> **Written problem**: Report each line of the entries below that contains the word "every", copying the whole line.

> **Exercise material**:
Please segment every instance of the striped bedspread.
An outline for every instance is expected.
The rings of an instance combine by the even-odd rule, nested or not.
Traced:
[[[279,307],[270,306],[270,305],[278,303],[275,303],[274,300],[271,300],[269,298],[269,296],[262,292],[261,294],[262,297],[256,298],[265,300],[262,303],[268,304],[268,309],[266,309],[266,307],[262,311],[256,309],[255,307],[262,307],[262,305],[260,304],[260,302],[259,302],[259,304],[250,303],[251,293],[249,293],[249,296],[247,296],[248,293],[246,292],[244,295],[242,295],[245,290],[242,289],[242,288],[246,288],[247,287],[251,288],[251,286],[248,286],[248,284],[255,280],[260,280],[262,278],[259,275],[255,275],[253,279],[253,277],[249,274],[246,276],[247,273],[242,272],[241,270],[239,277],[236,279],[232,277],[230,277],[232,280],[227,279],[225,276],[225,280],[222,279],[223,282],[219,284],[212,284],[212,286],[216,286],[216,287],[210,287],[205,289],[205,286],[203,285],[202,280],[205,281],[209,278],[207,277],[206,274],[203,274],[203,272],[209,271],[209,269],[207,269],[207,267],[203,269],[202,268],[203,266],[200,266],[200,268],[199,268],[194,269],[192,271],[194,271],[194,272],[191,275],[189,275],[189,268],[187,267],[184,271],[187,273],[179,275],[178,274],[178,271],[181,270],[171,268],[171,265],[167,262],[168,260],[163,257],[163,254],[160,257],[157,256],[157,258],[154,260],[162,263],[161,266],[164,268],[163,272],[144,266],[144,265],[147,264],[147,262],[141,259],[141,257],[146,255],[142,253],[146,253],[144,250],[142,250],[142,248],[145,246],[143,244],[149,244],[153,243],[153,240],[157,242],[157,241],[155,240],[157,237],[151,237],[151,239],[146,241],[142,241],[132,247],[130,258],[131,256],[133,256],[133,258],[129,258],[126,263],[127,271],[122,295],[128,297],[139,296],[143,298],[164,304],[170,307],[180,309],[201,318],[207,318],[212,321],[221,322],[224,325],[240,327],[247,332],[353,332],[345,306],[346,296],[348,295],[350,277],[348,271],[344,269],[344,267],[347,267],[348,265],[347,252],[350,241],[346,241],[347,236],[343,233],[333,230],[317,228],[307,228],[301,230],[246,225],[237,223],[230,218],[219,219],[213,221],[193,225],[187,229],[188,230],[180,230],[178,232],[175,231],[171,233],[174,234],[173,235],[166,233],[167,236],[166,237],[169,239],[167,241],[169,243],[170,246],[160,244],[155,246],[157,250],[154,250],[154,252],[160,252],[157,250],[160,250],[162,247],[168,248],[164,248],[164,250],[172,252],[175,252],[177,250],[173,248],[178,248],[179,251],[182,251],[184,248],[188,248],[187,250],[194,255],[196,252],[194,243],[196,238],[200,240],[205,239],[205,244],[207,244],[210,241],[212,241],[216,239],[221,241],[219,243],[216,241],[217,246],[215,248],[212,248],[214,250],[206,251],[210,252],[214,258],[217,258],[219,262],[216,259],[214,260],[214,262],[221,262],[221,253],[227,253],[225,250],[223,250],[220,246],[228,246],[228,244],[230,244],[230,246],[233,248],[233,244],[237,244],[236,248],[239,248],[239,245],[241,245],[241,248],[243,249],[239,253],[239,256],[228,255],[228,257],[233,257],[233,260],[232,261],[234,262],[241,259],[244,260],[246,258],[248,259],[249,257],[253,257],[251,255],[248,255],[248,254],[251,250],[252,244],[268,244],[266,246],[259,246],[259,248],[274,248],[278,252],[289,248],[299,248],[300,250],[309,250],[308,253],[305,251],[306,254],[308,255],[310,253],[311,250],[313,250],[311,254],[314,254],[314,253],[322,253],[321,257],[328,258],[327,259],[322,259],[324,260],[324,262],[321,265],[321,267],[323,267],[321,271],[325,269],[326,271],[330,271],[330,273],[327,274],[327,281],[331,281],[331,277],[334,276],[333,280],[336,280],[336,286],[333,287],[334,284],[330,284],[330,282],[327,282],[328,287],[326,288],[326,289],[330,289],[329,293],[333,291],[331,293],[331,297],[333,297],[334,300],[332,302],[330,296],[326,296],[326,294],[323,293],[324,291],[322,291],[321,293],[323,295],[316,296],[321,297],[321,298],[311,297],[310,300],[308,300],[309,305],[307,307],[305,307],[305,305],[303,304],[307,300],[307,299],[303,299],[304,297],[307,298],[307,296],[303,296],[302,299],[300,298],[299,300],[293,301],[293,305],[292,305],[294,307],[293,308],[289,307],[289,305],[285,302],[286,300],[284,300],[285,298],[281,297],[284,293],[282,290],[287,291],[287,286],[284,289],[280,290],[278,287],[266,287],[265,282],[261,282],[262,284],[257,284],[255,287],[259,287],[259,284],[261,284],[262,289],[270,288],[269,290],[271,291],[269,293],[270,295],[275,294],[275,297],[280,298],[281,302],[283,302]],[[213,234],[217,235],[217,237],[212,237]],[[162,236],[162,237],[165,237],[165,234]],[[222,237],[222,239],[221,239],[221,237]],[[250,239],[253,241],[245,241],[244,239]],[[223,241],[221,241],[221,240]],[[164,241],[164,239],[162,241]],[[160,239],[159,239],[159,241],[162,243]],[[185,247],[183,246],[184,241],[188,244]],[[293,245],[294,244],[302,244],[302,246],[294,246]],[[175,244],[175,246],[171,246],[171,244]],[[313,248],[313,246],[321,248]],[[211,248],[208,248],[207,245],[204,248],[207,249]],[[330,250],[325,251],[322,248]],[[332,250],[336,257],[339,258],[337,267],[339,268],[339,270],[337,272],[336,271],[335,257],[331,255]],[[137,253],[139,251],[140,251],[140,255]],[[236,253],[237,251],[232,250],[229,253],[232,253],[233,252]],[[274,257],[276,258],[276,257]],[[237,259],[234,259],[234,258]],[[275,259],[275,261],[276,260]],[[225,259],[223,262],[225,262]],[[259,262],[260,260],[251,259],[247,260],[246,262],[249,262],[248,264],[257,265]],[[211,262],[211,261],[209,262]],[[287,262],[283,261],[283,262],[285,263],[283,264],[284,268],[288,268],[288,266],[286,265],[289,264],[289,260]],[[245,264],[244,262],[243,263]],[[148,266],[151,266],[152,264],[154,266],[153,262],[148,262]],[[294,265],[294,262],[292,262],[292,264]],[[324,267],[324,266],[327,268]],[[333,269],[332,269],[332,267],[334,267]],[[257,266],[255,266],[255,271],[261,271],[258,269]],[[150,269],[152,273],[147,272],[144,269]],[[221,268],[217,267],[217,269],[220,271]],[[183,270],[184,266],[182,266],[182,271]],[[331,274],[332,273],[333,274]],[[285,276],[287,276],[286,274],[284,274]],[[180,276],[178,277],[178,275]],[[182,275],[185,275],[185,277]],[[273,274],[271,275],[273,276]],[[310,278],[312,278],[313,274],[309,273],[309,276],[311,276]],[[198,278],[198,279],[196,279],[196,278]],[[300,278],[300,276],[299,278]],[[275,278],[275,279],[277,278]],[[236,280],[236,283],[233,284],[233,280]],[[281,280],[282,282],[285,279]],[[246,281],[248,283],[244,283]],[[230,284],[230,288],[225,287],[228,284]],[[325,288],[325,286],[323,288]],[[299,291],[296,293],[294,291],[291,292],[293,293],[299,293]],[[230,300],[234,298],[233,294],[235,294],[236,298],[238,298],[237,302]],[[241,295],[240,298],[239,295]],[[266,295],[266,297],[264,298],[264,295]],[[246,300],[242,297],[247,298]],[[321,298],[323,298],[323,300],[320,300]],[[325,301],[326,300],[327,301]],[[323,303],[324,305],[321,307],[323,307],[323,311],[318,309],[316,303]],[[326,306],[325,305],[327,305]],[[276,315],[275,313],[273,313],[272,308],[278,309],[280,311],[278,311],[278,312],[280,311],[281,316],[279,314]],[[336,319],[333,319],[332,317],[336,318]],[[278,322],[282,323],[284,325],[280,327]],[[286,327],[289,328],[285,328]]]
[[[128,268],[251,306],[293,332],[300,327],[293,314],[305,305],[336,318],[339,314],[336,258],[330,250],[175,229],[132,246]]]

> **Solution**:
Please segment every instance of the striped bedspread.
An outline for every instance is expected.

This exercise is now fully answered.